Then initialize at process start:

ts
// index.ts
import { initTracing } from './instrumentation/otel';
initTracing();

In Python, a similar setup:

python
# instrumentation/otel.py
from opentelemetry import trace
from opentelemetry.sdk.resources import Resource
from opentelemetry.sdk.trace import TracerProvider
from opentelemetry.sdk.trace.export import BatchSpanProcessor
from opentelemetry.exporter.otlp.proto.http.trace_exporter import OTLPSpanExporter


def init_tracing():
    resource = Resource.create({
        'service.name': 'browser-agent',
        'service.version': '0.1.0',
        'deployment.environment': 'dev',
    })
    provider = TracerProvider(resource=resource)
    exporter = OTLPSpanExporter(endpoint='http://localhost:4318/v1/traces')
    provider.add_span_processor(BatchSpanProcessor(exporter))
    trace.set_tracer_provider(provider)

Instrumenting CDP (Puppeteer/Playwright)

CDP exposes domains for Network, Page, Runtime, DOM, Input, etc. We’ll capture high-level commands as spans and record low-level events as span events with structured attributes. The goal is to avoid a flood of spans but retain enough detail for root-cause analysis.

Playwright example with CDP events

ts
import { chromium } from 'playwright';
import { context as otContext, trace, SpanStatusCode } from '@opentelemetry/api';

const tracer = trace.getTracer('browser-agent');

export async function runNavigation(url: string, headers?: Record<string, string>) {
  const browser = await chromium.launch({ headless: true });
  const context = await browser.newContext({
    userAgent: 'Mozilla/5.0 (X11; Linux x86_64) AppleWebKit/537.36 ' +
               '(KHTML, like Gecko) Chrome/121.0.0.0 Safari/537.36',
    extraHTTPHeaders: headers || {}
  });
  const page = await context.newPage();

  // Attach CDP session to observe Network events
  const session = await context.newCDPSession(page);
  await session.send('Network.enable');

  const span = tracer.startSpan('browser.navigate', {
    attributes: {
      'browser.protocol': 'cdp',
      'browser.target.url': url,
      'user_agent.original': await page.evaluate(() => navigator.userAgent)
    }
  });

  // Listen to request lifecycle
  session.on('Network.requestWillBeSent', (evt: any) => {
    span.addEvent('network.request', {
      'http.request.method': evt.request?.method,
      'url.full': evt.request?.url,
      'network.requestId': evt.requestId,
      'network.initiator.type': evt.initiator?.type
    });
  });

  session.on('Network.responseReceived', (evt: any) => {
    span.addEvent('network.response', {
      'http.response.status_code': evt.response?.status,
      'url.full': evt.response?.url,
      'network.requestId': evt.requestId,
      'response.mime_type': evt.response?.mimeType
    });
  });

  try {
    await page.goto(url, { waitUntil: 'networkidle' });
    span.setAttribute('browser.page.title', await page.title());
    span.addEvent('dom.load', {
      'document.ready_state': await page.evaluate(() => document.readyState)

[Saved entries]
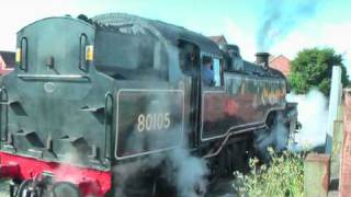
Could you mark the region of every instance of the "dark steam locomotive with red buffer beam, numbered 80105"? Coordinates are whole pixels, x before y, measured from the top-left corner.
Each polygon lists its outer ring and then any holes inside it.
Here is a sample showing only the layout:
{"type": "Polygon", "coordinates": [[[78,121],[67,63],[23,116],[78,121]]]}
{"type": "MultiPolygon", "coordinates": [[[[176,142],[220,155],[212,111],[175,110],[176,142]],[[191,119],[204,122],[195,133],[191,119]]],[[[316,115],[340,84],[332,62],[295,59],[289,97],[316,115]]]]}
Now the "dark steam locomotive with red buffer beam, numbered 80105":
{"type": "Polygon", "coordinates": [[[286,139],[296,126],[286,79],[257,57],[122,13],[29,24],[0,85],[0,177],[10,196],[115,196],[118,166],[179,147],[207,161],[208,177],[230,173],[278,116],[286,139]]]}

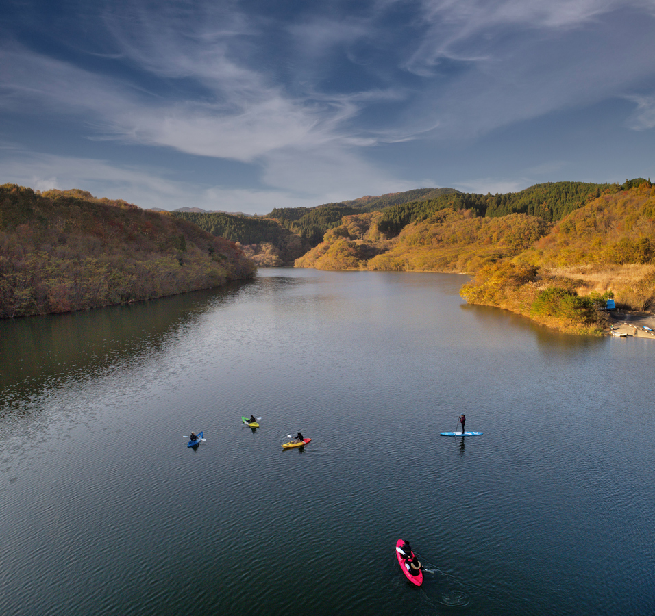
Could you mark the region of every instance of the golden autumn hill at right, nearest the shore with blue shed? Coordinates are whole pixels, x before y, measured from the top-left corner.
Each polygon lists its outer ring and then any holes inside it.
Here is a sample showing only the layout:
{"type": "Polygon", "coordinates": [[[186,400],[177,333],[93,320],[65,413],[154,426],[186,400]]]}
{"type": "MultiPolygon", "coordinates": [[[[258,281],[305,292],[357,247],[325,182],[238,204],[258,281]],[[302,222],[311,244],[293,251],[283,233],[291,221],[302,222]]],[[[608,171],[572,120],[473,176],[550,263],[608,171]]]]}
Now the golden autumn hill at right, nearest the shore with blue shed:
{"type": "Polygon", "coordinates": [[[478,270],[462,296],[565,331],[601,331],[608,298],[620,309],[653,311],[655,186],[632,182],[595,198],[526,251],[478,270]]]}

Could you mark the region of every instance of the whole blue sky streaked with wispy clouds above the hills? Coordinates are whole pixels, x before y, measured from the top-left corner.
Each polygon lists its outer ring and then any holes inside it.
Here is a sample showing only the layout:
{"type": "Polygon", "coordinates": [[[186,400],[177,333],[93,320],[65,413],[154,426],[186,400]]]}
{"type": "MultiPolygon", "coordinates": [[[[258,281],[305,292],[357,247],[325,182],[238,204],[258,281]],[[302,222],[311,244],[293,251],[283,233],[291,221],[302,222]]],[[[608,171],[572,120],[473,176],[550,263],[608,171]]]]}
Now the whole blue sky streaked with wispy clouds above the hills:
{"type": "Polygon", "coordinates": [[[3,0],[0,183],[267,214],[655,179],[655,0],[3,0]]]}

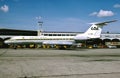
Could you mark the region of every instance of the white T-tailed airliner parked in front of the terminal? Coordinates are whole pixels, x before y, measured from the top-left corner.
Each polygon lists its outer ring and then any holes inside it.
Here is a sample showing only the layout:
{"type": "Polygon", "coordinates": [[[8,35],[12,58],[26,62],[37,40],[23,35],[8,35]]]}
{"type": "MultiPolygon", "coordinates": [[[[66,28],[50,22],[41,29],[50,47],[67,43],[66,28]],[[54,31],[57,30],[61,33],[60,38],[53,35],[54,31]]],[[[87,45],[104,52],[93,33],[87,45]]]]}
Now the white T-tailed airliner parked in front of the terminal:
{"type": "Polygon", "coordinates": [[[76,36],[15,36],[5,41],[6,44],[17,46],[18,44],[43,44],[71,47],[77,44],[77,41],[100,38],[103,26],[116,20],[91,23],[91,27],[83,34],[76,36]]]}

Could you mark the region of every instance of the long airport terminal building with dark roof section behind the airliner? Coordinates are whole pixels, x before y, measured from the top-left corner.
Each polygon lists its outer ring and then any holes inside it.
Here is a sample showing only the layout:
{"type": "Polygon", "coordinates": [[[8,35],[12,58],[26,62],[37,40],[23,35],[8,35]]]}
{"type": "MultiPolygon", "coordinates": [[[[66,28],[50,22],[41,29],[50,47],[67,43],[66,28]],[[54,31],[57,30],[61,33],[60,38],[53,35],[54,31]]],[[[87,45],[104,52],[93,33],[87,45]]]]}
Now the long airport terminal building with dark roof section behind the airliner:
{"type": "MultiPolygon", "coordinates": [[[[44,36],[75,36],[81,32],[46,32],[43,31],[44,36]]],[[[14,36],[37,36],[37,31],[32,30],[14,30],[14,29],[0,29],[0,48],[9,47],[4,43],[5,40],[14,36]]],[[[120,33],[102,33],[100,39],[87,40],[84,47],[99,47],[104,48],[108,45],[120,47],[120,33]]]]}

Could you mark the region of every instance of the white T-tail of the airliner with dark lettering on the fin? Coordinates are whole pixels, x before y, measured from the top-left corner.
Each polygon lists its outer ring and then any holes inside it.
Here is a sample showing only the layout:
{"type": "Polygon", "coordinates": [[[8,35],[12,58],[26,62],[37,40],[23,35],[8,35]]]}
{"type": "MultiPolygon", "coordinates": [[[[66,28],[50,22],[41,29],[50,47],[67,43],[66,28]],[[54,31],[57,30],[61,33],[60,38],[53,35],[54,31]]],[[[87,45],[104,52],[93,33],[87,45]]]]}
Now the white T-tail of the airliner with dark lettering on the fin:
{"type": "Polygon", "coordinates": [[[107,25],[108,23],[115,22],[113,21],[106,21],[106,22],[99,22],[99,23],[91,23],[92,26],[84,33],[89,38],[99,38],[102,32],[103,26],[107,25]]]}

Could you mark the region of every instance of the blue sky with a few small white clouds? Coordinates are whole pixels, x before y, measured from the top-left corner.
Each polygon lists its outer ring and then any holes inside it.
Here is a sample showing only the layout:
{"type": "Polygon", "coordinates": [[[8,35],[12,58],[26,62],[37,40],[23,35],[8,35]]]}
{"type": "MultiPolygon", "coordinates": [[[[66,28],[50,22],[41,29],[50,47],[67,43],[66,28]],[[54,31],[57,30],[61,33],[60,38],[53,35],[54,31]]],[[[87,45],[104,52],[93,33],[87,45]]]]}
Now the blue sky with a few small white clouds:
{"type": "Polygon", "coordinates": [[[120,33],[120,0],[0,0],[0,28],[85,32],[91,22],[118,20],[103,32],[120,33]]]}

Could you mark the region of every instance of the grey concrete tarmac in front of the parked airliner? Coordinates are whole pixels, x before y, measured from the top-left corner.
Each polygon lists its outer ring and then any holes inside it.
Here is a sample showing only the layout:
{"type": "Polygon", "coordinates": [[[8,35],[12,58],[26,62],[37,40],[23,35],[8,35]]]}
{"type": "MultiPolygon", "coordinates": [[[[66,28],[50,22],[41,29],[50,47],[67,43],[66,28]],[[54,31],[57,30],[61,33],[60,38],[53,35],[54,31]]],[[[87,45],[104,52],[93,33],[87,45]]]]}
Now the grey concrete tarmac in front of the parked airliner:
{"type": "Polygon", "coordinates": [[[0,49],[0,78],[120,78],[120,49],[0,49]]]}

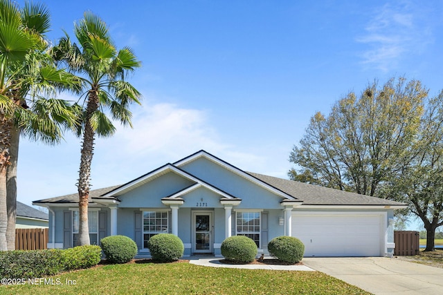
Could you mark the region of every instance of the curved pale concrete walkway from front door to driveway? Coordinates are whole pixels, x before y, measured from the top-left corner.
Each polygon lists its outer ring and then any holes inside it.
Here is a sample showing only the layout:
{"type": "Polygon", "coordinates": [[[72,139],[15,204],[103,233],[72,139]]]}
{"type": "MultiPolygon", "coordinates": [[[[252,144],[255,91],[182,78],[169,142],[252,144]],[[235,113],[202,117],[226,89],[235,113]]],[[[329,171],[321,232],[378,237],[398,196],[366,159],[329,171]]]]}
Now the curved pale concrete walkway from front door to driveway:
{"type": "MultiPolygon", "coordinates": [[[[191,256],[189,263],[193,265],[201,265],[206,267],[226,267],[226,268],[244,268],[244,269],[272,269],[272,270],[301,270],[301,271],[314,271],[307,267],[306,265],[227,265],[220,263],[222,257],[201,257],[201,256],[191,256]]],[[[271,259],[270,257],[265,257],[265,259],[271,259]]]]}

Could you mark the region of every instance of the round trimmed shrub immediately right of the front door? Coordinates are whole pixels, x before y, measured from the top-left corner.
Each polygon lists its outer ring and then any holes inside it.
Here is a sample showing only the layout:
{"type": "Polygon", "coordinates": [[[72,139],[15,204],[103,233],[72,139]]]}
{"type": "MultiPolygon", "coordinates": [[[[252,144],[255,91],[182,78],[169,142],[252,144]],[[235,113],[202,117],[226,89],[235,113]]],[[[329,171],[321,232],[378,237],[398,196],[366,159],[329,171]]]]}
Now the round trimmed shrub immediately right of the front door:
{"type": "Polygon", "coordinates": [[[221,255],[226,260],[251,263],[257,256],[257,245],[246,236],[231,236],[221,243],[221,255]]]}

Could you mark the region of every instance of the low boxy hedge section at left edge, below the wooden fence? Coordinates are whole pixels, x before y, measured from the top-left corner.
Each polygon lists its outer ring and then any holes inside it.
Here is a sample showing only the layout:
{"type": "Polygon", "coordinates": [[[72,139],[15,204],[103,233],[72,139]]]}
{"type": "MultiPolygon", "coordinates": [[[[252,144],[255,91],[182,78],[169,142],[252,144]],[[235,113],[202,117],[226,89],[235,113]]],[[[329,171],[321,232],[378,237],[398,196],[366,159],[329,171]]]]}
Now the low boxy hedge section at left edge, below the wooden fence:
{"type": "Polygon", "coordinates": [[[63,251],[0,251],[0,278],[37,278],[58,274],[64,269],[63,251]]]}

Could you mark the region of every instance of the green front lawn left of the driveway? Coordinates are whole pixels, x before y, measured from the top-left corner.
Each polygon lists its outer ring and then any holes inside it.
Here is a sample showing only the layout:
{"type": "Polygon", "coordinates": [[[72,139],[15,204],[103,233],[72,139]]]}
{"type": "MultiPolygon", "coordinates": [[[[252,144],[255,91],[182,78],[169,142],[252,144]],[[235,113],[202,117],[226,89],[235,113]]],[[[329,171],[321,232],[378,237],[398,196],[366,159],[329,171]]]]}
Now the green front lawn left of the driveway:
{"type": "Polygon", "coordinates": [[[104,265],[51,278],[63,285],[2,285],[0,294],[370,294],[320,272],[190,263],[104,265]]]}

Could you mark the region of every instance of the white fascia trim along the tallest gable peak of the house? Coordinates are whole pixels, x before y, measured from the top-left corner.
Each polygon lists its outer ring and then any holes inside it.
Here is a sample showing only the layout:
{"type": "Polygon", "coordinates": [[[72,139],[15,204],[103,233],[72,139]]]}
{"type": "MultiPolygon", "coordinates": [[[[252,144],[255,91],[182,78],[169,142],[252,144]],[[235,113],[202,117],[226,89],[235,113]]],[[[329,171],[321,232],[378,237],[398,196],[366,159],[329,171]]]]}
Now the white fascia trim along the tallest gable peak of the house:
{"type": "Polygon", "coordinates": [[[288,195],[287,193],[284,193],[283,191],[280,191],[280,189],[275,189],[275,187],[272,187],[271,185],[267,184],[266,182],[263,182],[262,180],[259,180],[255,177],[253,177],[252,175],[249,175],[248,173],[242,171],[242,169],[239,169],[231,164],[228,164],[228,162],[224,162],[223,160],[220,160],[219,158],[216,158],[215,156],[210,155],[210,153],[207,153],[205,151],[199,151],[198,153],[195,153],[194,155],[192,155],[189,158],[183,159],[179,162],[175,162],[174,165],[183,166],[184,164],[192,162],[193,160],[200,158],[200,157],[205,157],[208,160],[211,160],[211,161],[219,164],[220,166],[224,166],[224,168],[226,168],[230,171],[233,171],[237,175],[240,175],[243,178],[246,178],[247,180],[259,185],[260,187],[263,187],[264,189],[267,189],[268,191],[271,191],[271,193],[275,193],[276,195],[281,196],[282,198],[297,200],[293,196],[288,195]]]}

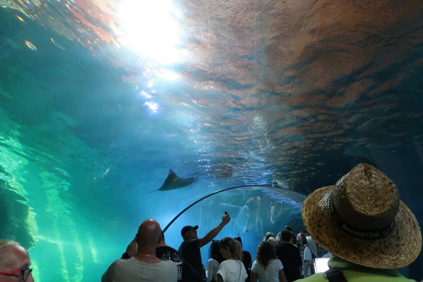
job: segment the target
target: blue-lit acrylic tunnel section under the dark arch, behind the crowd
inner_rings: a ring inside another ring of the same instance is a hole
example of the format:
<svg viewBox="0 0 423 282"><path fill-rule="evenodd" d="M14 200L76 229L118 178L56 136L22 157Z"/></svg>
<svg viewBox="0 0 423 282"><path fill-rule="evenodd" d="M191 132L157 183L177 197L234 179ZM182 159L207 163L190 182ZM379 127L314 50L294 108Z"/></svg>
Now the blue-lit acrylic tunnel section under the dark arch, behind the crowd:
<svg viewBox="0 0 423 282"><path fill-rule="evenodd" d="M231 215L231 221L215 239L241 236L243 249L253 258L266 232L277 234L286 225L291 225L297 232L304 229L301 207L306 196L303 194L261 186L221 191L189 205L168 228L163 225L166 243L177 249L182 242L180 231L185 225L198 225L198 237L204 236L221 222L224 212ZM209 244L201 248L204 266L208 260L208 248Z"/></svg>

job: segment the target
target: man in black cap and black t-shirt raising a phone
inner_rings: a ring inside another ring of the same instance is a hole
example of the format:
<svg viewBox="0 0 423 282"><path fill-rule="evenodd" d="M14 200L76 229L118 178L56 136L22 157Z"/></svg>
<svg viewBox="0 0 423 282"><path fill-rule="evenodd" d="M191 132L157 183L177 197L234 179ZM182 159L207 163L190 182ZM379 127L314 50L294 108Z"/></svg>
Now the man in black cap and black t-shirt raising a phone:
<svg viewBox="0 0 423 282"><path fill-rule="evenodd" d="M225 225L231 220L230 215L222 217L222 222L210 230L204 237L198 238L196 226L184 226L181 230L181 236L184 239L179 247L179 253L182 256L182 281L183 282L203 282L206 281L204 266L201 262L200 248L215 238Z"/></svg>

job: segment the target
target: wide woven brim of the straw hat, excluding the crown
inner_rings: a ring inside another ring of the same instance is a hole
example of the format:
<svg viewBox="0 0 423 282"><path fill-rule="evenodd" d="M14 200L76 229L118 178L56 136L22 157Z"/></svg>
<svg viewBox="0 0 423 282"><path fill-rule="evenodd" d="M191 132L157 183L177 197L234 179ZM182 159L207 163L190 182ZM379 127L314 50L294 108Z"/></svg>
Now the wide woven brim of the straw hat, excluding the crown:
<svg viewBox="0 0 423 282"><path fill-rule="evenodd" d="M382 239L363 239L339 228L330 213L332 186L313 191L303 203L304 225L311 237L334 256L363 266L393 269L413 262L421 249L421 232L411 210L400 201L392 232Z"/></svg>

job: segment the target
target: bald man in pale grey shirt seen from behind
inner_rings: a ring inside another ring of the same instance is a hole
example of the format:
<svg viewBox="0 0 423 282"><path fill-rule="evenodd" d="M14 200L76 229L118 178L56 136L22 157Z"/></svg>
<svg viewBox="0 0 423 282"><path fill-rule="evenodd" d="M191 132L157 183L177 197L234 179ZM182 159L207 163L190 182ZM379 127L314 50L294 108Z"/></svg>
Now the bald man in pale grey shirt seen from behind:
<svg viewBox="0 0 423 282"><path fill-rule="evenodd" d="M178 280L178 269L171 261L162 261L156 256L156 247L161 240L160 224L152 219L138 227L135 242L136 254L129 259L115 260L103 274L102 282L150 282Z"/></svg>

▸ **WHAT THE TASK REQUIRES**: Carry on the OpenTelemetry browser-tracing walkthrough above from the point where it stops, beginning right after its last line.

▸ **EXERCISE OUTPUT**:
    });
    span.setStatus({ code: SpanStatusCode.OK });
  } catch (err: any) {
    span.recordException(err);
    span.setStatus({ code: SpanStatusCode.ERROR, message: err?.message });
  } finally {
    span.end();
    await browser.close();
  }
}

Notes:

Use a single span per high-level navigation, add CDP events as span events. This is sufficient for most debugging without exploding span counts.
For large pages, consider sampling subresource events (e.g., only fonts/scripts/images with status >= 400 or content-type of interest).
Record the chosen User-Agent string and, if possible, Client Hints seen in responses (more below).

Puppeteer request-level spans

If you need timing on individual fetches initiated by the page, create child spans keyed by CDP requestId.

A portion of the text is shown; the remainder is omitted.